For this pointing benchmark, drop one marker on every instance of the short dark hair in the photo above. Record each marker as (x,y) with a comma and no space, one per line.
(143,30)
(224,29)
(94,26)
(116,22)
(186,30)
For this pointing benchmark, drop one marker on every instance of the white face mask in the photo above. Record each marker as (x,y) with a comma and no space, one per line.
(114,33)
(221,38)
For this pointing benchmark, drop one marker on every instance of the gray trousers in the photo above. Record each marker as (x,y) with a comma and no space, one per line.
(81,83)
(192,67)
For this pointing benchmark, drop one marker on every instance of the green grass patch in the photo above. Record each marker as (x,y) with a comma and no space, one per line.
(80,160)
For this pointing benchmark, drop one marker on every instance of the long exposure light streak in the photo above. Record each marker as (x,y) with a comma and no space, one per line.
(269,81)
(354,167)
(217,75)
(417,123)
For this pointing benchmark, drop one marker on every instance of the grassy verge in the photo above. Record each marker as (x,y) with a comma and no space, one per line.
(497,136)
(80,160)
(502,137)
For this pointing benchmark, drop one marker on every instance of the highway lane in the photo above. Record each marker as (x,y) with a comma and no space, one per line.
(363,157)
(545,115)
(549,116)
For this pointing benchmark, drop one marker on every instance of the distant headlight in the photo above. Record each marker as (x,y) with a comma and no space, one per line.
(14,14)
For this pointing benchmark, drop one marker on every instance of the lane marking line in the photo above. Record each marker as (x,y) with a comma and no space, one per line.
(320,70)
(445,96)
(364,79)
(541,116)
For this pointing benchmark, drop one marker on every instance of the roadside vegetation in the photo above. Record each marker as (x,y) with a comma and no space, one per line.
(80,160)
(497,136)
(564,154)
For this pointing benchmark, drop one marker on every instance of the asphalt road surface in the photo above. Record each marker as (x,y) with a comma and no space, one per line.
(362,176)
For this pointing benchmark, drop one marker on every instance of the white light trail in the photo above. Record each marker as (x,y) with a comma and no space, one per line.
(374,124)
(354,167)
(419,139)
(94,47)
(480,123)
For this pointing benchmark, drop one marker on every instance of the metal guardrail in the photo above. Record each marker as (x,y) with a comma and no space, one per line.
= = = = = = =
# YOUR TASK
Give back the lines of the listing from the one with "of the grassy" through the end, both included, exactly as written and with nothing added.

# EXERCISE OUTPUT
For this pointing benchmark, drop one marker on every instance of the grassy verge in the photo above. Record each marker as (x,y) with a comma and no space, one per line.
(497,136)
(80,160)
(502,137)
For this pointing benchmark, drop one marker on every instance of the highway lane in the photo above. Record each marker as (x,y) with a comma and no space, one per line.
(363,157)
(545,115)
(549,116)
For this pointing benchmark, drop one marker on every instance of the distant headlight in the photo above. Record each marker as (x,y) with a comma and no space, one per line.
(14,14)
For this pointing benchmark, drop one marker on every instance of the lane marking line in the photo above. Record each marker as (x,y) with a comma and no space, one per line.
(320,70)
(445,96)
(364,79)
(541,116)
For this pointing benchmark, drop one marker on every instance of the roadside vegetation in the photo above. Record each marker as (x,y) with a comma and no space, one per line.
(80,160)
(497,136)
(564,154)
For this pointing benchmark, drop one marker on every instance of the asphalt road surface in the photo above. Record each marker as (x,y) with a comma and no space, one per line.
(362,176)
For this pointing benchmark, drop one marker on every instance of the white light trail in the photo above. Record each marker as (x,y) with a comma and no space, one per line.
(374,124)
(354,167)
(419,139)
(94,47)
(480,123)
For this pointing benchmark, drop one marker on every instance of the metal guardrail in the photo above. Record each marker as (x,y) with a comma and no space, one per line.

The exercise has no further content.